§ Stored data:
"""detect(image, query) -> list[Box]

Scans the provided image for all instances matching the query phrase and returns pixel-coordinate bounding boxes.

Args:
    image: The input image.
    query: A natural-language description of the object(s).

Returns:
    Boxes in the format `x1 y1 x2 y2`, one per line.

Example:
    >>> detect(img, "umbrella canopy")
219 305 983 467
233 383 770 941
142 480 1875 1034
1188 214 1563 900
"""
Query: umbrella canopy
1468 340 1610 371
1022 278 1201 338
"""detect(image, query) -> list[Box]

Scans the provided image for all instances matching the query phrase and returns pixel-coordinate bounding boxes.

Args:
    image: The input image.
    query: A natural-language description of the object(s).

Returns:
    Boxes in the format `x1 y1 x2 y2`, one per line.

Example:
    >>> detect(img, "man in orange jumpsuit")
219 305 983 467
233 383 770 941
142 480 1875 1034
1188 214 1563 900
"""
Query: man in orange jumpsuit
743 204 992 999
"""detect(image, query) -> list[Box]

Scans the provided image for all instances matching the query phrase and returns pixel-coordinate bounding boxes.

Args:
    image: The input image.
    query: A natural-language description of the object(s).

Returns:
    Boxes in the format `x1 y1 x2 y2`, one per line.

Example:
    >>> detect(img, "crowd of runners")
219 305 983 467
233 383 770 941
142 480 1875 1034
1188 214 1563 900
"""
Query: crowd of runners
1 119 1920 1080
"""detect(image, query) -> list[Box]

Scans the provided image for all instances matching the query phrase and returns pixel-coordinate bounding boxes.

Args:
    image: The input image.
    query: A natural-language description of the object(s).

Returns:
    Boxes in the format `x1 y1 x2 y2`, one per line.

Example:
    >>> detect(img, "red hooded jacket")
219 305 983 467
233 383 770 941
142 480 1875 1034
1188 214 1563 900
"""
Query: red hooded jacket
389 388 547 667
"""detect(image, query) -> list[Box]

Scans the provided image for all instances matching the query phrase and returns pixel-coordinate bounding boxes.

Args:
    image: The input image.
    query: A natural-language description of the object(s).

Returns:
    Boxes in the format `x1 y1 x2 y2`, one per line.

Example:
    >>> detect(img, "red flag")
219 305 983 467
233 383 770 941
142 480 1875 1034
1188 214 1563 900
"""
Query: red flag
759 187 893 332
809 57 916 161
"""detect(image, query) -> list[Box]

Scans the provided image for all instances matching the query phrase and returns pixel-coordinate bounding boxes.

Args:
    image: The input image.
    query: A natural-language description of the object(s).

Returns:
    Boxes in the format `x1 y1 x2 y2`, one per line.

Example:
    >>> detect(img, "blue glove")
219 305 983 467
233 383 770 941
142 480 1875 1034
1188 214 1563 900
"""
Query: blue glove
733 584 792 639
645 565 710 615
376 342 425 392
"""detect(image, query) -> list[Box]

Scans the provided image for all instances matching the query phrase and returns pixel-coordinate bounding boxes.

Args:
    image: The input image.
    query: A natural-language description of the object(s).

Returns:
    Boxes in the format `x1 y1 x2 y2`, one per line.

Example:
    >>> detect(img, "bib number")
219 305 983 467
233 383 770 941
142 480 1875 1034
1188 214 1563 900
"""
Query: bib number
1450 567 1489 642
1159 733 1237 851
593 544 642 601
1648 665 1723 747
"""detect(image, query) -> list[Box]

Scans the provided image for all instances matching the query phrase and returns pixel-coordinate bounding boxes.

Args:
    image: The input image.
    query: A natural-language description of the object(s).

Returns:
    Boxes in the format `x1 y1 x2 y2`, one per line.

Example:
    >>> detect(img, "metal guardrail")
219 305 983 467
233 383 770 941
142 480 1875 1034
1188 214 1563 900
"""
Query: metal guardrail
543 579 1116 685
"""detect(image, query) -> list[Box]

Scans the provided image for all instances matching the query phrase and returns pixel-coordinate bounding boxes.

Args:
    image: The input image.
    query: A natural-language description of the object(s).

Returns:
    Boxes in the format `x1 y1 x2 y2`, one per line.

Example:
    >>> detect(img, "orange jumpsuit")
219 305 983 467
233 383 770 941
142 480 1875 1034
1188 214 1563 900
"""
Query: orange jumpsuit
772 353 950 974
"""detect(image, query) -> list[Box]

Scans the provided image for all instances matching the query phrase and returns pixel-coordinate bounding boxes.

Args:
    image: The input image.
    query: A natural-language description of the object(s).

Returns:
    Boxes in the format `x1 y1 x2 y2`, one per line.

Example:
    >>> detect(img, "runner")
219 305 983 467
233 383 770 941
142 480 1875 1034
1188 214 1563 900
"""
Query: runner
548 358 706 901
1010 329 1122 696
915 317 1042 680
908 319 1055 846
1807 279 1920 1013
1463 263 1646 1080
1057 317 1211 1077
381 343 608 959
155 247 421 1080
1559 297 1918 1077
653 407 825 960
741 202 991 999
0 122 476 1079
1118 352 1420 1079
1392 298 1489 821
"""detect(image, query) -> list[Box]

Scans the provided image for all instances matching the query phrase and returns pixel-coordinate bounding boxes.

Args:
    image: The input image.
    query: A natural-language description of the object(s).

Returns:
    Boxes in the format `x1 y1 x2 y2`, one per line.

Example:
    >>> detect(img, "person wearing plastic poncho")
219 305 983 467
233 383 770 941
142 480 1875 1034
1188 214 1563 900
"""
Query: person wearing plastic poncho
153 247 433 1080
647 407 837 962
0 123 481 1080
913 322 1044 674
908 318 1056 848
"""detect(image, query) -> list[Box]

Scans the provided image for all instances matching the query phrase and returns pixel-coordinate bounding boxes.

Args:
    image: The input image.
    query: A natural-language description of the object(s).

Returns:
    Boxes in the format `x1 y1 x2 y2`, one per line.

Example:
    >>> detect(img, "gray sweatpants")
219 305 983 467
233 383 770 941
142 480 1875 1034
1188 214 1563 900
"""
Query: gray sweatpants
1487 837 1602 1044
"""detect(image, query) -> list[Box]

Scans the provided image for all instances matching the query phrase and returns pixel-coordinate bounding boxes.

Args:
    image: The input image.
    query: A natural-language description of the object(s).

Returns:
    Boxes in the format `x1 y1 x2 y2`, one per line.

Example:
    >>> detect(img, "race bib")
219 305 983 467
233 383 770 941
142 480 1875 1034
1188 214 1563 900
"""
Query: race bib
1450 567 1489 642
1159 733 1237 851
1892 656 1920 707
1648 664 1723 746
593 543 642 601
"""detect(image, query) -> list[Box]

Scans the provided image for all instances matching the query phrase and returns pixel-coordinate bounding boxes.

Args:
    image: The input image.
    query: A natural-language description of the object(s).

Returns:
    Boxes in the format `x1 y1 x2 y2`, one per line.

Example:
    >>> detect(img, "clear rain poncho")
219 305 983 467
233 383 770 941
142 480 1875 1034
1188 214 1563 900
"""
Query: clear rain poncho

§ What needs to be done:
Every line that contains the string "clear" should be copied from the records.

§ Response:
    >>> detect(img, "clear rain poncho")
Query: clear rain poncho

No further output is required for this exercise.